Problems to work on:
1. In the C# coding style guide, reproduce the passage that opens with the words "### Indents levels" and closes with "getter/setter, event add/remove.", renaming "block of code" to "code block" throughout.
2. Format the stored rows, from the first one through the row containing "positive clicks: (402, 465) (148, 302)", as a Markdown table with columns "No." and "Line". Omit blank lines.

Criteo Coding style for C#
==========================
Why a coding style?
-------------------
### Foreword
Long story short: consistent code, easier reading, less merge conflicts, happy us.
This coding style uses [RFC2119](http://www.ietf.org/rfc/rfc2119.txt) definitions for requirement levels.
### Emphasis
Given our recent move to Gerrit we'll review code more often and receive external contribution to our projects, meaning we'll have to read more and more C# code outside Visual Studio with no access to code analysis features or even syntax highlighting.
This perfectly points out what this coding style tries to evangelize: code readability must always be given priority over ease of writing. Some direct consequences are:
- [Native conventions](http://msdn.microsoft.com/en-us/library/ms184412.aspx) of the language must be preferred over any other one when they exist ;
- The more explicit you are the less room you leave for possibly wrong interpretation ;
- There should not be two ways to write the exact same thing.
All the principles from the [Zen of Python](http://www.python.org/dev/peps/pep-0020/) also happen to have concurring rationale. Cast a glance there and keep in mind they're behind almost all the rules stated in this document.
Blank characters
----------------
This section describes how and where blank characters may appear in source file ; no blank character shoud be used outside of the cases below.
### Whitespaces
Whitespaces are required on both side of binary and ternary operators with the exception of the comma and semicolon operators which require a whitespace on their right side only. Unary operators, braces, brackets and parenthesis don't need whitespaces:
padding = (width[1] - width[0]) * scale / 2f;
offset = margin * ++i;
A whitespace must be used after keywords which are followed by an opening parenthesis:
if (x > 5)
y = default (T);
Whitespaces are also used to satisfy alignment rules (see "declaration" section for details). No other unnecessary whitespace should appear anywhere outside from comments and trailing whitespaces must be removed.
Character ASCII 32 must be used to write whitespaces, other blank characters such as tablulations shall be avoided.
### Indents levels
Indent level defines how many whitespaces must appear before the first non-blank character of a line. Four whitespaces must be used per indent level, and initial indent level is zero.
Several constructs are followed by a block of code (which is a list of statements) which must be written with an indent level increased by one:
- Statement after some keywords (`if`, `for`, `while`, `do`, `using`, `lock`, etc.) ;
- Namespace and type declarations ;
- Body of a delegate, method, property getter/setter, event add/remove.
When a block of code is enclosed between braces, each of these braces must be on its own line and use it's parent indent level ; statements within the braces use an indent level increased by one:
class MyClass
{
bool MyProperty
{
get
{
return 3;
}
}
char MyMethod(int parameter)
{
if (parameter != 0)
{
for (int i = 0; i < 10; ++i)
Console.WriteLine("0" + parameter);
for (int i = 10; i < 99; ++i)

Stored items
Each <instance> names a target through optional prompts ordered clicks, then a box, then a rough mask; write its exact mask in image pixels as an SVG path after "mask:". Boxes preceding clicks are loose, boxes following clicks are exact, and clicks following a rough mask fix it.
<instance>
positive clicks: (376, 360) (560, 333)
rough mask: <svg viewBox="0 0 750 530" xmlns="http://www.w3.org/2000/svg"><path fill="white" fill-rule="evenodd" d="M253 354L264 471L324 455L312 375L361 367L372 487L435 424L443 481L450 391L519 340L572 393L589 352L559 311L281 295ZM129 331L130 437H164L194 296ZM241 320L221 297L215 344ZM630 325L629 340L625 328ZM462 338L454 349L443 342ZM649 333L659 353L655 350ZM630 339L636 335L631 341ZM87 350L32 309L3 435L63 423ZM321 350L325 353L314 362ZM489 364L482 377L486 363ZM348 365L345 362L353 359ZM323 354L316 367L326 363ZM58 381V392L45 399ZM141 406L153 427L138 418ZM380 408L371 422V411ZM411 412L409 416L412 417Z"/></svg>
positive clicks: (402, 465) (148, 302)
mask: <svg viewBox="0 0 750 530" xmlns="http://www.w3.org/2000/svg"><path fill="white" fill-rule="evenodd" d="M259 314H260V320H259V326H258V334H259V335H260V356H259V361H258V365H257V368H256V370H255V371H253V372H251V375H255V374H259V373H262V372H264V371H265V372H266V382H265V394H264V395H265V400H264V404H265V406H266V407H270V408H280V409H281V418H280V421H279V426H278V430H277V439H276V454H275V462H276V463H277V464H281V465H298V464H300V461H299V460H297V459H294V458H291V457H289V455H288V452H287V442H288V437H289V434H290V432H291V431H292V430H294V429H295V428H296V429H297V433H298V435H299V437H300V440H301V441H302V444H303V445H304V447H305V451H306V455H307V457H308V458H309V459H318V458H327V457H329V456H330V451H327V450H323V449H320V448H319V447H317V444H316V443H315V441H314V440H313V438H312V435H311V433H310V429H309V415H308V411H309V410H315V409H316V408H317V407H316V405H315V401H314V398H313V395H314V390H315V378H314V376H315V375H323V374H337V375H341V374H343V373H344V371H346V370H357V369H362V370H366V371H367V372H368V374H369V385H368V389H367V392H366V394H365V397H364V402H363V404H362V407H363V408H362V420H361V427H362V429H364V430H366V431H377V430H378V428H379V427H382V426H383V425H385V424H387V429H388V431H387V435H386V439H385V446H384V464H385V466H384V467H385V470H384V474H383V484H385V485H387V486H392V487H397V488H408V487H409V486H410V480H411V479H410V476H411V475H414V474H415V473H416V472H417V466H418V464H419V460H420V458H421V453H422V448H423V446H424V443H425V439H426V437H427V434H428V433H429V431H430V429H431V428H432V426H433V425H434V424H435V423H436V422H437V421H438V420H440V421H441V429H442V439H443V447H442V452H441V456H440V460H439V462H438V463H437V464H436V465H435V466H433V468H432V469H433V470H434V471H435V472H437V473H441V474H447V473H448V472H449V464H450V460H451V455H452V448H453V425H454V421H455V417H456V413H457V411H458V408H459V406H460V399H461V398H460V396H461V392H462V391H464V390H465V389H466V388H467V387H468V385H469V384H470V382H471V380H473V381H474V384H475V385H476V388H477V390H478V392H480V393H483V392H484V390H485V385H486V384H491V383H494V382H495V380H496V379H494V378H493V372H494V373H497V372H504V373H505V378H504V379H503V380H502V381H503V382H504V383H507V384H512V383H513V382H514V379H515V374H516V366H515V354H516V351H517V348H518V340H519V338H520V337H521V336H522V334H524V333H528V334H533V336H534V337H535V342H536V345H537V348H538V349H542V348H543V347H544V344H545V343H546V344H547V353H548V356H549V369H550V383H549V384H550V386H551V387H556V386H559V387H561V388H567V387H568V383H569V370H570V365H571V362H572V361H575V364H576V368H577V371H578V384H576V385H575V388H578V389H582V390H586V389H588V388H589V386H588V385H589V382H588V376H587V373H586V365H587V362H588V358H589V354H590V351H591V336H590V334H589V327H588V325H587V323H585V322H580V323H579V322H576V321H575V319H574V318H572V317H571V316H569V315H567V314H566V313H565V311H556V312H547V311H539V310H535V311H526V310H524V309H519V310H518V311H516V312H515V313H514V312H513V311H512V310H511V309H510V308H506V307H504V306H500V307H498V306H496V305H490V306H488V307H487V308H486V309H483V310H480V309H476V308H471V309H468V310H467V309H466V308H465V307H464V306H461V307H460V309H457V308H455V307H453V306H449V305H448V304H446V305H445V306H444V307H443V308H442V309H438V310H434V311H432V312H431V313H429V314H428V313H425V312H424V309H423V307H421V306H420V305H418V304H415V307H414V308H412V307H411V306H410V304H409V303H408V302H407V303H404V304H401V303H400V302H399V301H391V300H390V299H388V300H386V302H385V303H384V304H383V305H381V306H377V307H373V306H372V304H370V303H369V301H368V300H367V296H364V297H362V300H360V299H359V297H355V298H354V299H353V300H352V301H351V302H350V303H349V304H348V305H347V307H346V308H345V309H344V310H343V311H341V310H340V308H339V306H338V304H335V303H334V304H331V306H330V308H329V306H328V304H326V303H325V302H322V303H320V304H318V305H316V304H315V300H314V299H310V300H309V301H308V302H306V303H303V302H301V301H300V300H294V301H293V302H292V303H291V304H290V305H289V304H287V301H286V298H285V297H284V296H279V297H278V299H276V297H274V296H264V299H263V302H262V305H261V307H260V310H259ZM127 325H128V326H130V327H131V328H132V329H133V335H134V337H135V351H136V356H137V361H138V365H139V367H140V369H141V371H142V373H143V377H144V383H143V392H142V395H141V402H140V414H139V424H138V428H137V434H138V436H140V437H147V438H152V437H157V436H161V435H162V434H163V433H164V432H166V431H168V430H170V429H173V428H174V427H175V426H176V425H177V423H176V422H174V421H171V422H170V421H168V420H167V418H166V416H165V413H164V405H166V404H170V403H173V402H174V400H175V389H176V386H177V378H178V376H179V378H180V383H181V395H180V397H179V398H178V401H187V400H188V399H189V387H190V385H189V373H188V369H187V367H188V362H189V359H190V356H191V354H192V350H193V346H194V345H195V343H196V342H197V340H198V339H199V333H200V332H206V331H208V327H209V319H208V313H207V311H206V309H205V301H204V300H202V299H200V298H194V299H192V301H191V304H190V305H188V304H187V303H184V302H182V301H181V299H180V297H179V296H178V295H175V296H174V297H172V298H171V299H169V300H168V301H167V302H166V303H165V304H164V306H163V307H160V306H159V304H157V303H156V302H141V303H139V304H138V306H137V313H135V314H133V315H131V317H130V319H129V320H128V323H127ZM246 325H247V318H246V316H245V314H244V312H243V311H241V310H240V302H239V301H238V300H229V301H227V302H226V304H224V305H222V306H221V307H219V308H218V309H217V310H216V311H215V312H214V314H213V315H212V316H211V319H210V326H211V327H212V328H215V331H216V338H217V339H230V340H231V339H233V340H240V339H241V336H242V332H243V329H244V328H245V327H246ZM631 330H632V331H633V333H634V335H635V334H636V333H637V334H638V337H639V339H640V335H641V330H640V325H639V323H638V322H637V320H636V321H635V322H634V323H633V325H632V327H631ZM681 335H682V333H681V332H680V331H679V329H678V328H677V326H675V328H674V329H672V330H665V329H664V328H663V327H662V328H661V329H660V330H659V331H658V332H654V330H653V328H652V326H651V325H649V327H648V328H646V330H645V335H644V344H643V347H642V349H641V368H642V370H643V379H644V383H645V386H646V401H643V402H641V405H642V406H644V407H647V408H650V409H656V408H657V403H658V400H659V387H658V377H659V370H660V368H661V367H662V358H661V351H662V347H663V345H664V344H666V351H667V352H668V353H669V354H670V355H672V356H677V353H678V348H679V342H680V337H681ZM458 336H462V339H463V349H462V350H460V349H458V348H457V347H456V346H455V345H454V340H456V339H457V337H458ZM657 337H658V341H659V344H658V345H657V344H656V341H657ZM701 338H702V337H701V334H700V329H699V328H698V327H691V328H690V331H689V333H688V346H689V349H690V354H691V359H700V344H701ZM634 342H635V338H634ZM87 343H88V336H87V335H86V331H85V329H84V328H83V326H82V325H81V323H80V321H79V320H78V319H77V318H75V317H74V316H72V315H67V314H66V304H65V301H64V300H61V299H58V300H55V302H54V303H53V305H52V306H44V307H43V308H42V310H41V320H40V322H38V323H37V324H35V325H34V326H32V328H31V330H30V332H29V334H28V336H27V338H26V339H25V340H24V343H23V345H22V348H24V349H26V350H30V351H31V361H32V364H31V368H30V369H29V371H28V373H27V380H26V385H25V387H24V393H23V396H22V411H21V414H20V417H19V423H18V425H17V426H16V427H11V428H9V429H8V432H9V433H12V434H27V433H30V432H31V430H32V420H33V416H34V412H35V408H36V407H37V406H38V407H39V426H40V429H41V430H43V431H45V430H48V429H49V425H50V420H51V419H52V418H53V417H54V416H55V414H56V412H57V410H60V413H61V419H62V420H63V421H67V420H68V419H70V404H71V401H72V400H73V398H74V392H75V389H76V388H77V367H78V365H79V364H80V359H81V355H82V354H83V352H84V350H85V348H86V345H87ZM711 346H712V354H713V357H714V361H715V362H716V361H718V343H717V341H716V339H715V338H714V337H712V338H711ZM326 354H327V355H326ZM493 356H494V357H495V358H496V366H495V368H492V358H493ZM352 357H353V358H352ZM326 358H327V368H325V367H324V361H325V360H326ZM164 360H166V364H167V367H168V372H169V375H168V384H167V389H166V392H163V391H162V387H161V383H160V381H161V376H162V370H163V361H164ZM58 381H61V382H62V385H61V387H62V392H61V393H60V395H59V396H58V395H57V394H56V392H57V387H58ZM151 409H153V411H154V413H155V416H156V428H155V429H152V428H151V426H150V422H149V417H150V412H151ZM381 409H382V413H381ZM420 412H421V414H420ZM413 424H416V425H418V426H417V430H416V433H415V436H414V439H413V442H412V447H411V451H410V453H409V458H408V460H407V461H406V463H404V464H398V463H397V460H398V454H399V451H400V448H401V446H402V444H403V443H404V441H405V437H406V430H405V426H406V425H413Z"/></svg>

Exercise answers:
1.
### Indents levels
Indent level defines how many whitespaces must appear before the first non-blank character of a line. Four whitespaces must be used per indent level, and initial indent level is zero.
Several constructs are followed by a code block (which is a list of statements) which must be written with an indent level increased by one:
- Statement after some keywords (`if`, `for`, `while`, `do`, `using`, `lock`, etc.) ;
- Namespace and type declarations ;
- Body of a delegate, method, property getter/setter, event add/remove.

2.
| No. | Line |
|---|---|
| 1 | Each <instance> names a target through optional prompts ordered clicks, then a box, then a rough mask; write its exact mask in image pixels as an SVG path after "mask:". Boxes preceding clicks are loose, boxes following clicks are exact, and clicks following a rough mask fix it. |
| 2 | <instance> |
| 3 | positive clicks: (376, 360) (560, 333) |
| 4 | rough mask: <svg viewBox="0 0 750 530" xmlns="http://www.w3.org/2000/svg"><path fill="white" fill-rule="evenodd" d="M253 354L264 471L324 455L312 375L361 367L372 487L435 424L443 481L450 391L519 340L572 393L589 352L559 311L281 295ZM129 331L130 437H164L194 296ZM241 320L221 297L215 344ZM630 325L629 340L625 328ZM462 338L454 349L443 342ZM649 333L659 353L655 350ZM630 339L636 335L631 341ZM87 350L32 309L3 435L63 423ZM321 350L325 353L314 362ZM489 364L482 377L486 363ZM348 365L345 362L353 359ZM323 354L316 367L326 363ZM58 381V392L45 399ZM141 406L153 427L138 418ZM380 408L371 422V411ZM411 412L409 416L412 417Z"/></svg> |
| 5 | positive clicks: (402, 465) (148, 302) |